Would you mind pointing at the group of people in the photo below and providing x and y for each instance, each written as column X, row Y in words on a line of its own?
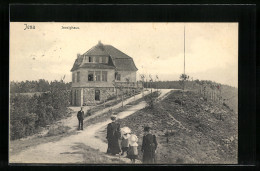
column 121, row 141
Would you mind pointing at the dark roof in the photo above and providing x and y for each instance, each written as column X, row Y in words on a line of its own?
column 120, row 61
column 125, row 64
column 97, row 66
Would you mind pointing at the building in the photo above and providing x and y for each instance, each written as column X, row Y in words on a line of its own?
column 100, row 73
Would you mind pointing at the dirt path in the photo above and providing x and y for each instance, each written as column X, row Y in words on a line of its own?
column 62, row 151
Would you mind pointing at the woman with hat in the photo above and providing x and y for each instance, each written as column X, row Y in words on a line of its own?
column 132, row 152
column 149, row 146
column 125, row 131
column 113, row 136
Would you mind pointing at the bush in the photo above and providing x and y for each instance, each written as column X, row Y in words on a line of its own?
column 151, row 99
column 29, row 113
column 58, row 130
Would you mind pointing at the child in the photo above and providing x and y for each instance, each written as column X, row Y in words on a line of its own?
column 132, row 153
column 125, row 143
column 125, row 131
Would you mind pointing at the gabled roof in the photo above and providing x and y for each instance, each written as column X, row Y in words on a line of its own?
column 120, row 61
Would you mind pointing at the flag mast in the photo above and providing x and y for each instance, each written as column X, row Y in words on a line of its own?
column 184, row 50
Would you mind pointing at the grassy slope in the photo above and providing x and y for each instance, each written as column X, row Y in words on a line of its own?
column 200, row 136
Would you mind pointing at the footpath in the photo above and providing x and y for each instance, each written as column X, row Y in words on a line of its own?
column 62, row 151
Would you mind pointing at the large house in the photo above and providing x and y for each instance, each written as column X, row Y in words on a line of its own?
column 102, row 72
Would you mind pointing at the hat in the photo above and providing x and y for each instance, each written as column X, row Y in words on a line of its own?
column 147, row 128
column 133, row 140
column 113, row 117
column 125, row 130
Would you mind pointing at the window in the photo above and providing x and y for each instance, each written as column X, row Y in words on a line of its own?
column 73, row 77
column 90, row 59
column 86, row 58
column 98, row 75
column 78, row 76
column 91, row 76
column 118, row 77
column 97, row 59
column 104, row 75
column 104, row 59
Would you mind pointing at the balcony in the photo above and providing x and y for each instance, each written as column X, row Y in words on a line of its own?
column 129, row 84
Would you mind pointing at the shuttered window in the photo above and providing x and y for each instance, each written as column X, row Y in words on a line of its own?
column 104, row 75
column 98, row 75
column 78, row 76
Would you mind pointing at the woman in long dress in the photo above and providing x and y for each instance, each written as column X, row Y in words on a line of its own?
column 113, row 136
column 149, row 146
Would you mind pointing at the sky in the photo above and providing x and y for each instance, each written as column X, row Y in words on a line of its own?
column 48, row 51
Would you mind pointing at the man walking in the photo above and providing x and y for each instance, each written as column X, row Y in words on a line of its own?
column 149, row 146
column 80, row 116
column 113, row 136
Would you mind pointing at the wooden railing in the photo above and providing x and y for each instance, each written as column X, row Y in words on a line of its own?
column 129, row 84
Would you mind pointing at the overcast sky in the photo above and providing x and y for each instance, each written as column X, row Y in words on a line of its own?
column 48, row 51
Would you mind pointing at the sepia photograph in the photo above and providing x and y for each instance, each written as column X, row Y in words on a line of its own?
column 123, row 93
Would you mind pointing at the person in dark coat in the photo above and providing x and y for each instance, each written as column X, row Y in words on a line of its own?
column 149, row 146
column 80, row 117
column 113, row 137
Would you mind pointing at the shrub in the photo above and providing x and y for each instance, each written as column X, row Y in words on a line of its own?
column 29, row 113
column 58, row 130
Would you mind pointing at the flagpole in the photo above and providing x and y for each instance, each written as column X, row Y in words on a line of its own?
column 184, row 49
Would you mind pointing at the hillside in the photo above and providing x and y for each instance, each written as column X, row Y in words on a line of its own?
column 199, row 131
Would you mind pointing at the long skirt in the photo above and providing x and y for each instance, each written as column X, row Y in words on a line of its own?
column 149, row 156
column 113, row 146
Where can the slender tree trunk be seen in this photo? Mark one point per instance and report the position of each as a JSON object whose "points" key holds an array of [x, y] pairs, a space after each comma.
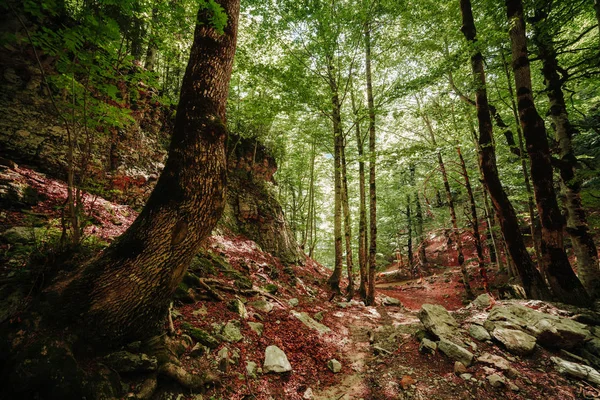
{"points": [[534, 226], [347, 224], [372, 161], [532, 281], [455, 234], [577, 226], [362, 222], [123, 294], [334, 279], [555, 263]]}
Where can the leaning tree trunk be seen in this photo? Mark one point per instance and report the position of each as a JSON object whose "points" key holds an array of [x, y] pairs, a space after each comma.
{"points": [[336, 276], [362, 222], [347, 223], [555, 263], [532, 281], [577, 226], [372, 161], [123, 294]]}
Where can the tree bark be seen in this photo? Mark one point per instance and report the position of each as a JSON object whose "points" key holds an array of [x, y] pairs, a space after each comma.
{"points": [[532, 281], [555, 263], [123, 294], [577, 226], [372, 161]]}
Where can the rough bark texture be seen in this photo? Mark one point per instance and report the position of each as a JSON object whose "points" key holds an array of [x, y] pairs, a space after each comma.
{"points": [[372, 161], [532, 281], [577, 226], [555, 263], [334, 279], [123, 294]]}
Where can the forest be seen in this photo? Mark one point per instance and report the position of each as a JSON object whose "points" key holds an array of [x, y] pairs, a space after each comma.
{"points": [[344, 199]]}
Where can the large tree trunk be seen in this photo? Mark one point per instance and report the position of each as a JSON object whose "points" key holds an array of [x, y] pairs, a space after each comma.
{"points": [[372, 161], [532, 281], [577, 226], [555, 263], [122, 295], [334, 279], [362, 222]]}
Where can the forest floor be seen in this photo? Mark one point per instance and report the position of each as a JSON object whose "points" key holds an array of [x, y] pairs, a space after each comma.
• • •
▶ _YOUR OBJECTIVE_
Without the pictures, copy the material exactly as given.

▶ _ANSWER AREA_
Would you mind pointing at the group of people in the photo below and providing x and y for each instance, each written as column X, row Y in words on a line of its own?
column 121, row 141
Would you mind pointing at the dark roof in the photo above and providing x and y for each instance, each written as column X, row Y in words on a line of its own?
column 120, row 61
column 125, row 64
column 97, row 66
Would you mind pointing at the building in the photo above and providing x and y for each instance, each written as column X, row Y in words on a line of its own?
column 100, row 73
Would you mind pointing at the dirt path in the photo above and providing x and y for each instance, each written as column X, row Y in words on a line of its own?
column 62, row 151
Would you mind pointing at the woman with hat in the photo above and providing x and y for each instance, each written as column X, row Y in words on a line of its own?
column 132, row 152
column 149, row 146
column 125, row 131
column 113, row 136
Would you mind pointing at the bush in the photo above and providing x and y for each instance, each written as column X, row Y in words on a line of its own?
column 151, row 99
column 29, row 113
column 58, row 130
Would you mind pointing at the child in the photo above and providing x and y for each instance, each written as column X, row Y in words on a line of its own?
column 132, row 153
column 125, row 143
column 125, row 131
Would you mind pointing at the gabled roof in the photo above and providing x and y for each instance, each written as column X, row Y in words on a line of its own?
column 120, row 61
Would you mind pointing at the flag mast in the photo above and providing x and y for each instance, each written as column X, row Y in words on a line of its own?
column 184, row 50
Would you mind pointing at the grassy slope in the photo above and providing x and y for each instance, each written as column X, row Y in words on a line of its own?
column 200, row 136
Would you mind pointing at the footpath in the photo above and providing x and y for each instance, each written as column X, row Y in words on a line of its own?
column 62, row 151
Would you mind pointing at the large house in the photo above and providing x and y for each instance, each written as column X, row Y in words on a line of its own?
column 102, row 72
Would you mind pointing at the hat in the photo above and providing x and y for each instance, each written as column X, row Y in words on a line of its own?
column 147, row 128
column 133, row 140
column 113, row 117
column 125, row 130
Would you mind pointing at the window in the photo above and providing x and y for each instance, each written as column X, row Y in words on a line of its own?
column 73, row 77
column 90, row 59
column 86, row 58
column 98, row 75
column 78, row 76
column 91, row 76
column 118, row 77
column 97, row 59
column 104, row 75
column 104, row 59
Would you mind pointing at the balcony in the photo above and providing x and y for each instance, each written as column X, row Y in words on a line of its own?
column 129, row 84
Would you mind pointing at the shuttered window in the photo above and providing x and y for each instance, each written as column X, row Y in words on a line of its own?
column 104, row 75
column 98, row 75
column 78, row 76
Would you mind pointing at the woman in long dress in the photo above and providing x and y for each instance, each written as column X, row Y in words on a line of its own?
column 113, row 136
column 149, row 146
Would you mind pointing at the sky in the photo above and providing x and y for each instance, each written as column X, row Y in words on a line of its own?
column 48, row 51
Would you mind pointing at the man walking in the photo above and providing x and y for each instance, each written as column X, row Y in words on a line of its own?
column 149, row 146
column 80, row 116
column 113, row 136
Would you mind pointing at the wooden railing in the photo above and providing x and y for each instance, each written as column X, row Y in words on a line of its own?
column 129, row 84
Would you mind pointing at the overcast sky in the photo above and providing x and y for each instance, each written as column X, row Y in words on a line of its own?
column 48, row 51
Would you mind pointing at the sepia photograph in the photo above and providing x and y for each instance, each written as column X, row Y in words on a line of its own?
column 123, row 93
Would you mind pointing at the person in dark coat in the photo above and providing x and y for each instance, each written as column X, row Y in words on a line of its own?
column 149, row 146
column 80, row 117
column 113, row 137
Would you mind pointing at the shrub in the photo above and providing x and y for each instance, each written as column X, row Y in words on a line of its own?
column 29, row 113
column 58, row 130
Would you mind pointing at the flagpole in the photo above and providing x and y for each instance, each written as column X, row Y in words on a line of its own?
column 184, row 49
Would you mind pointing at the hillside in the photo above and providing x and y for each instance, each written as column X, row Y in words on a line of its own?
column 199, row 131
Would you mind pointing at the long skirt in the photo above and providing x and y for each instance, each written as column X, row Y in words on a line of its own?
column 149, row 156
column 113, row 146
Where can the slender tree trunk be seen in this photo? Mark one point per instance and report the position of each as a JSON object whose "points" key holds an array of [x, y] pairs, a space after each comma.
{"points": [[534, 226], [347, 224], [372, 161], [532, 281], [455, 234], [577, 226], [362, 222], [123, 294], [334, 279], [555, 263]]}
Where can the leaning tree trunk be seen in this photo? Mark one point per instance and report the position of each as a JSON object whose "points" key holds an array of [x, y] pairs, a space after each comma.
{"points": [[336, 276], [362, 222], [347, 223], [555, 263], [532, 281], [577, 226], [372, 161], [123, 294]]}
Where can the tree bark be seen in this photo? Mark one point per instance and report the position of each as a JSON object whose "points" key holds an array of [x, y] pairs, a space after each comma.
{"points": [[532, 281], [555, 263], [123, 294], [577, 226], [372, 161]]}
Where can the rough bark texture be seen in this photo? Mark one point per instance and report the position of each as a JSON object whose "points" key holds an array of [x, y] pairs, a space after each comma.
{"points": [[372, 161], [532, 281], [577, 226], [555, 263], [334, 279], [123, 294]]}
Where can the forest be seen in this photo? Mark one point per instance and report the position of each as a JSON object whose "points" key holds an array of [x, y] pairs, a space after each comma.
{"points": [[344, 199]]}
Where can the large tree trunk be seen in this photo? Mark one point per instance and report the position of each as a JSON object whose "points" key holds an array of [x, y] pairs, a space after each comma.
{"points": [[372, 161], [532, 281], [577, 226], [555, 263], [122, 295], [334, 279], [362, 222]]}
Where can the forest floor be seen in this photo? Mark one point per instance and report the position of each as a JSON object whose "points" key holds an array of [x, y] pairs, a space after each comma.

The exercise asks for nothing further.